List every number written in digits in the article about the hospital honored for its organ donation rate.

*** Opening of Text passage ***

Hospital honored for organ donation rate
BY MICHELLE L. START Florida Weekly Correspondent
More than 3,000 Floridians are anxiously awaiting a phone call that will signal the end of someone else's life, but will allow them to continue theirs.
The majority are awaiting a kidney, which is the only organ that is transplanted in Lee County. Of those, 92 are registered at Southwest Florida Regional Medical Center, which is the only local transplant center.
Their chances of receiving the lifesaving organ may be significantly higher thanks to efforts underway at the hospital.
Southwest Florida Regional Medical Center is being recognized for its donor rate and will receive the National Congress Medal of Honor in October. Of all of the possible deceased donors that come into the hospital, some 75 percent give organs for transplantation. Although the organs are donated locally, the recipient often does not live in Southwest Florida. Organ placement is determined by factors such as immediate need and viable distance.
Most of the organs harvested are transplanted into Florida patients.
Organ donation is possible when brain death occurs. A patient is frequently placed on a ventilator, but will die as soon as it is turned off.
Cindy Boily, vice president of patient care services at Southwest Florida Regional Medical Center and Gulf Coast Hospital, said it takes continuous communication and teamwork to maintain such a high donation rate.
"One of the secrets is really good communication with the (donor) families about the condition of the patient so that the families can make informed decisions," she said. "It really is a credit to the doctors and the nurses taking care of them in critical care or in the emergency room."

*** Close of Text passage ***
*** Opening of Data ***

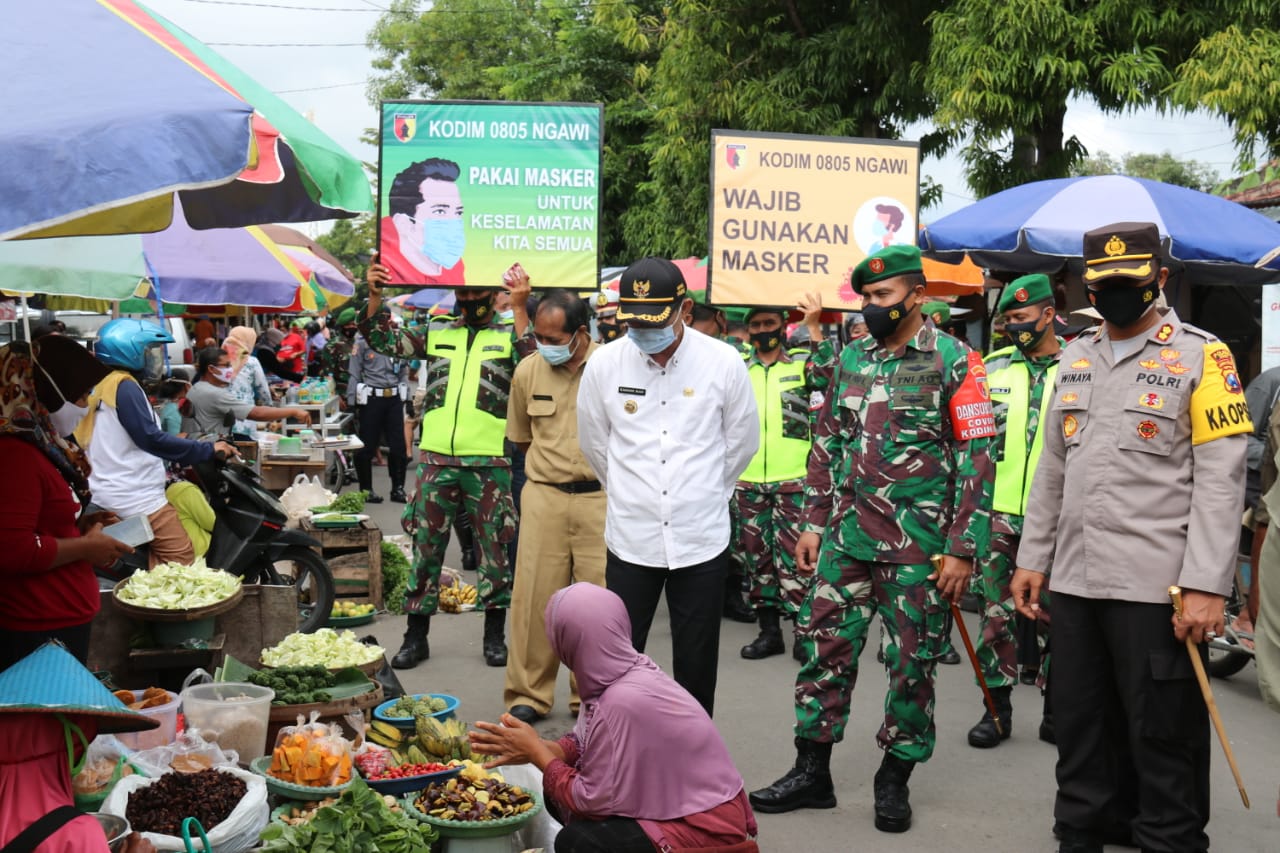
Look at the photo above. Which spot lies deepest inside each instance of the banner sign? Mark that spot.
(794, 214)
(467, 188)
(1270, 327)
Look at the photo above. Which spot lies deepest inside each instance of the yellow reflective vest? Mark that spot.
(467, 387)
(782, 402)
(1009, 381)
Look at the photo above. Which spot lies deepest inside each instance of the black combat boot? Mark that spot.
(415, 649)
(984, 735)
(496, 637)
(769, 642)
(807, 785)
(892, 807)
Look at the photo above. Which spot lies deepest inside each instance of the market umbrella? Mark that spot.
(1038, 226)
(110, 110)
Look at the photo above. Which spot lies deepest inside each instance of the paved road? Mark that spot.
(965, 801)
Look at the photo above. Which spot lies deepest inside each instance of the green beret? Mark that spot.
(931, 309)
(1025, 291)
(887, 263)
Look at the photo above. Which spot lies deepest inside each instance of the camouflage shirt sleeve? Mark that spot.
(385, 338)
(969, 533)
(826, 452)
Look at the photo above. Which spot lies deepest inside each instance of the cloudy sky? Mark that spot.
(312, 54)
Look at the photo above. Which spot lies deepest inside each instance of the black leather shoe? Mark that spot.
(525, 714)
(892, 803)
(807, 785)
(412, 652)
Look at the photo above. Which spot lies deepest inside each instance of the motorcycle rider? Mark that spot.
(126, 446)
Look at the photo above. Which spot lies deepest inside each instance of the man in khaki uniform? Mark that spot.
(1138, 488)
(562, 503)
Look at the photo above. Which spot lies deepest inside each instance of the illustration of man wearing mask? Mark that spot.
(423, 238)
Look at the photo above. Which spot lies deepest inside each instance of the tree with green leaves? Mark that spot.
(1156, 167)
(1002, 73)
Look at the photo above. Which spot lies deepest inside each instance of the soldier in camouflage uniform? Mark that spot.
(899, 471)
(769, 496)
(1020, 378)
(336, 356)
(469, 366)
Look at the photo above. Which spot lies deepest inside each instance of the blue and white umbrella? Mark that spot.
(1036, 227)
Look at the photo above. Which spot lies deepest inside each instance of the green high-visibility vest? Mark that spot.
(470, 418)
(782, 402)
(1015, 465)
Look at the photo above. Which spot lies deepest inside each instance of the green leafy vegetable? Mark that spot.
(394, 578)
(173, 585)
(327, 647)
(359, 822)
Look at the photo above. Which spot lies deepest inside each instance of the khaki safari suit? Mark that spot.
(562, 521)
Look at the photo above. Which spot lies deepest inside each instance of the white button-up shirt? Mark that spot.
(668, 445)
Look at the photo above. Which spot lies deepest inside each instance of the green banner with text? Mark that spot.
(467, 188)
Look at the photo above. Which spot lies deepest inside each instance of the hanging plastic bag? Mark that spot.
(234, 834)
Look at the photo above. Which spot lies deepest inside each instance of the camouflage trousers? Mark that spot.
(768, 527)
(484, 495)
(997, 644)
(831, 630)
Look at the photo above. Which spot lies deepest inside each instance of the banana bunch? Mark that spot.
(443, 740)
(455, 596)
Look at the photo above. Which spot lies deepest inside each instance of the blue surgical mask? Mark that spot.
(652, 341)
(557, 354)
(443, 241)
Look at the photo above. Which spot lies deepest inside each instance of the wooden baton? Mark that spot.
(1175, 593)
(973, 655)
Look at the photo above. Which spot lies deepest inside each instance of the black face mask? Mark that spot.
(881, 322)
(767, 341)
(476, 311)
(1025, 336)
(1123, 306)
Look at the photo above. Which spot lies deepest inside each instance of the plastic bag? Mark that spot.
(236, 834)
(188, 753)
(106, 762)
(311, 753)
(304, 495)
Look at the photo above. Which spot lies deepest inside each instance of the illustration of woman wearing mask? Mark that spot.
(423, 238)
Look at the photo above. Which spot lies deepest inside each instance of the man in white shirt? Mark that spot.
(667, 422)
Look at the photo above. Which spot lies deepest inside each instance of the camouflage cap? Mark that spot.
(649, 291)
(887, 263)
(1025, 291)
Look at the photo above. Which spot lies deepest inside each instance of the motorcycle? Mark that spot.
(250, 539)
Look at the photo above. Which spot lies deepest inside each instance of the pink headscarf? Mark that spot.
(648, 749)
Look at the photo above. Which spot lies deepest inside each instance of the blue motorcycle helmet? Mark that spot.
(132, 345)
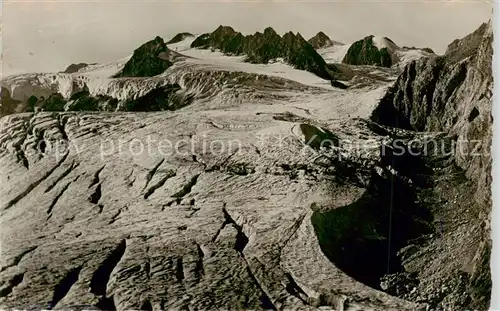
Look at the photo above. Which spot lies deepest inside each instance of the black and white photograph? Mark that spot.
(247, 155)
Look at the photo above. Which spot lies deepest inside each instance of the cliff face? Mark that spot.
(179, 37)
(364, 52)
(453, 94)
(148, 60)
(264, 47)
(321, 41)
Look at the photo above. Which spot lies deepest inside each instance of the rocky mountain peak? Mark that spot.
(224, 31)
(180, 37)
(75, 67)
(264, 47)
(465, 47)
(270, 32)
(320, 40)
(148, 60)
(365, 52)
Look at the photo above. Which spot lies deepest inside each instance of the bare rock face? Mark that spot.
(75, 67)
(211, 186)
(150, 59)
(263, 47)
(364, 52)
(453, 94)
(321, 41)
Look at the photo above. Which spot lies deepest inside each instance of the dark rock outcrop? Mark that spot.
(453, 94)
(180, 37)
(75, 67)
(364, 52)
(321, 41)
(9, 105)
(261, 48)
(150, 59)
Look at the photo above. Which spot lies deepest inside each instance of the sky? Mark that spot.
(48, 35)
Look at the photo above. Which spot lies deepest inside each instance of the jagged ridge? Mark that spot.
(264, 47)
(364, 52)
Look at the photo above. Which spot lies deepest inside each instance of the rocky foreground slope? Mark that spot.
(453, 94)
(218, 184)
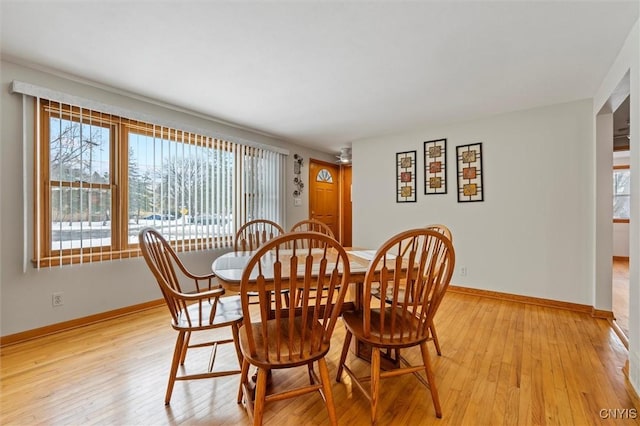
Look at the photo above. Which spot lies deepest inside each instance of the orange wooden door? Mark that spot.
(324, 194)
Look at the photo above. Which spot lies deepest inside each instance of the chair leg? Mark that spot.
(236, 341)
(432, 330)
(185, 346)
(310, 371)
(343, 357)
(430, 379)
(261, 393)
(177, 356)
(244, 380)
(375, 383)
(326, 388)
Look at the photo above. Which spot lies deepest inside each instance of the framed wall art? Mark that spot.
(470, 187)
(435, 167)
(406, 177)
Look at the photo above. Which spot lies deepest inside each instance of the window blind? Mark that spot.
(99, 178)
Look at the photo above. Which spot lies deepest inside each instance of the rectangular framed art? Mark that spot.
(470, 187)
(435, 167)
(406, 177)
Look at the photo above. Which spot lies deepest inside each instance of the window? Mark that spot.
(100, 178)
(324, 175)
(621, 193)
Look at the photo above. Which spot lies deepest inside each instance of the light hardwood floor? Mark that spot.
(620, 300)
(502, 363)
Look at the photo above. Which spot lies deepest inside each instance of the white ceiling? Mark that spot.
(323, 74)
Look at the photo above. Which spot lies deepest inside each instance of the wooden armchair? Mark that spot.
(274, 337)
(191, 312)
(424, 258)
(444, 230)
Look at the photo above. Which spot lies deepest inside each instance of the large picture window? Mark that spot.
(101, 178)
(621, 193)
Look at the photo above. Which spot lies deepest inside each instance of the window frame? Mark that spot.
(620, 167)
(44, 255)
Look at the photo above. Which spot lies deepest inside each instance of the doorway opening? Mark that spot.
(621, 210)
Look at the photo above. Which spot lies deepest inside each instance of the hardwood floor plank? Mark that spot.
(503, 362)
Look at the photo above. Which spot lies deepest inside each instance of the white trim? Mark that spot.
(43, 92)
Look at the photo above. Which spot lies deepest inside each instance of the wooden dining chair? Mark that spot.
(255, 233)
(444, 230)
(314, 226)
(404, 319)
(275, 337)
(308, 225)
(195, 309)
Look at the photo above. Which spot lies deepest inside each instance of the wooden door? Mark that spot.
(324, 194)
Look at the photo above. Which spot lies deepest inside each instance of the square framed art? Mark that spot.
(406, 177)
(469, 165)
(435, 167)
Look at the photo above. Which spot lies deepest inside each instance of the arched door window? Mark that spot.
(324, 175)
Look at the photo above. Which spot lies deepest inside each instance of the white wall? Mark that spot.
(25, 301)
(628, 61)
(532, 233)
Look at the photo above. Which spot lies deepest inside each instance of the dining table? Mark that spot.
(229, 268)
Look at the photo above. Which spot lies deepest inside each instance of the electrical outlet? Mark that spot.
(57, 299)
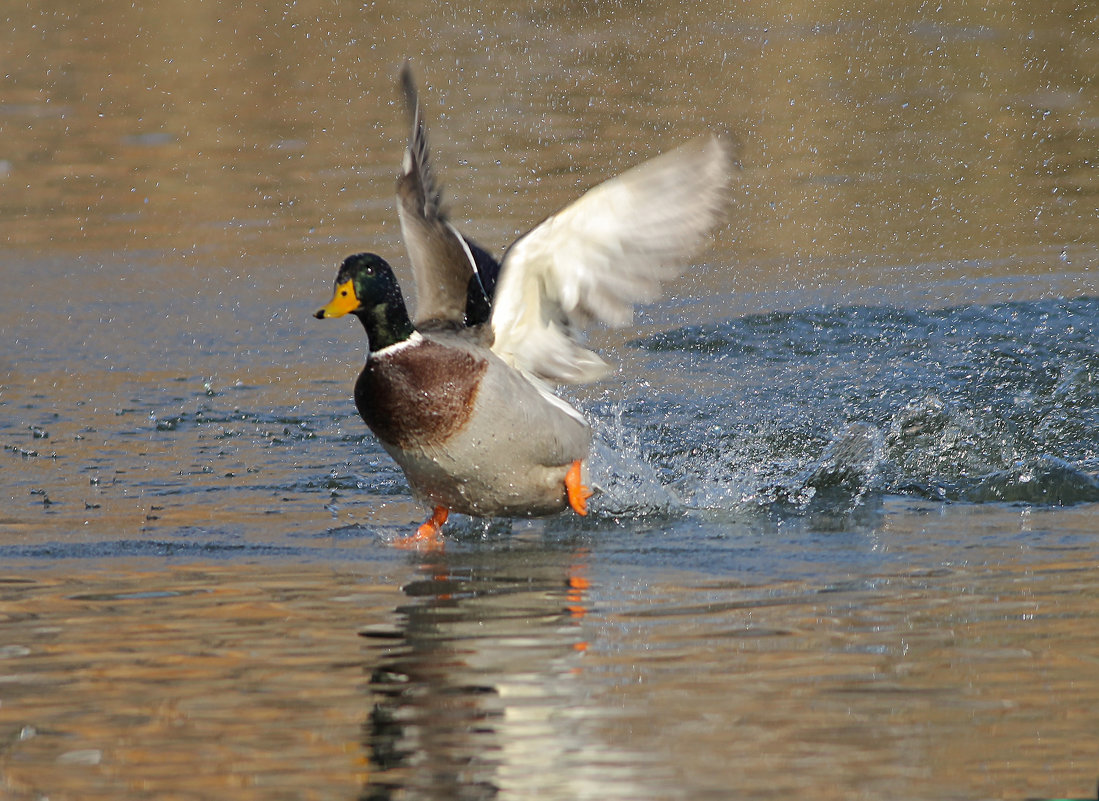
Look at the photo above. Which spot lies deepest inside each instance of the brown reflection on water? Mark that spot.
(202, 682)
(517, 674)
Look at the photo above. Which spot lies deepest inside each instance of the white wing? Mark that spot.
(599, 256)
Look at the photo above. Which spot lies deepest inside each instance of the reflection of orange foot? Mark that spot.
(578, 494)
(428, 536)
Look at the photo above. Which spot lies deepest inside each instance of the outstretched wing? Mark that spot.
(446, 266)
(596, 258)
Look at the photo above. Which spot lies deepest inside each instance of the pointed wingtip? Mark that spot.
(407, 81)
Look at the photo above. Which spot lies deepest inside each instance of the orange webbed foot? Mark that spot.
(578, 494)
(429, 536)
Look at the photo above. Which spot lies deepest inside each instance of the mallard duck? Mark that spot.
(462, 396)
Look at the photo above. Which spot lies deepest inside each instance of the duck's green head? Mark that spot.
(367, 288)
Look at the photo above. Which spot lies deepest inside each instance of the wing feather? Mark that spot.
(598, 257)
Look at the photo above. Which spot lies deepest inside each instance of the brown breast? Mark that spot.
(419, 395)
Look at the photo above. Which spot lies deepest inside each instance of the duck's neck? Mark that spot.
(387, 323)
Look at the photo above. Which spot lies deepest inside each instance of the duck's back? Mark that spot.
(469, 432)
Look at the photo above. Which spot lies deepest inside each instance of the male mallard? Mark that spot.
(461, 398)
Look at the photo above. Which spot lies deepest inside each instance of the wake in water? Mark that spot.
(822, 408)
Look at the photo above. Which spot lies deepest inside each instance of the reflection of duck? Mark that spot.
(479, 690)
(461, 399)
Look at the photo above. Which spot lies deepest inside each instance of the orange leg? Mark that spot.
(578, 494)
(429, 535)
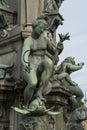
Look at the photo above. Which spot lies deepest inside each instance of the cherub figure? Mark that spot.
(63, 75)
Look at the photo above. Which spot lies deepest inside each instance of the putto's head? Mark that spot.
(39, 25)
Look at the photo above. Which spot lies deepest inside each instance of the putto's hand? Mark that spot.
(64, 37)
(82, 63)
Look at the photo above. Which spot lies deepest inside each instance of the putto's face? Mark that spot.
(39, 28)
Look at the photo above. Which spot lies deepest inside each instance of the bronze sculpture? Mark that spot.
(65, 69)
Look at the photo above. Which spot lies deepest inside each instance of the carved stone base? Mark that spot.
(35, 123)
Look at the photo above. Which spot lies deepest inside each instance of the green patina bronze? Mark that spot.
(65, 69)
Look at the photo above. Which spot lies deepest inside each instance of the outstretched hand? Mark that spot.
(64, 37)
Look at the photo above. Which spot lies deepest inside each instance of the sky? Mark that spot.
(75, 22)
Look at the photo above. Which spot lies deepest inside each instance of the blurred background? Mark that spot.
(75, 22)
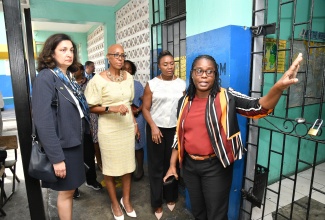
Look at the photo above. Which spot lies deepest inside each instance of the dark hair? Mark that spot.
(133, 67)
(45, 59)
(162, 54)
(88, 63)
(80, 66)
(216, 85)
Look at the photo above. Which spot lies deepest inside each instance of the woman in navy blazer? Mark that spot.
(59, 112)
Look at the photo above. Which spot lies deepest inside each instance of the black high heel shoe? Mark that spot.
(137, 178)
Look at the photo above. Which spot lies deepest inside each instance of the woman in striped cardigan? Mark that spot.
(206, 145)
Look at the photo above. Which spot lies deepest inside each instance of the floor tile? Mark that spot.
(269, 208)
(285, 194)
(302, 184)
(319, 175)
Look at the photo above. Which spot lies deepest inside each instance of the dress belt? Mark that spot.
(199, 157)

*** Close of Data ***

→ **Output below**:
3,000
92
75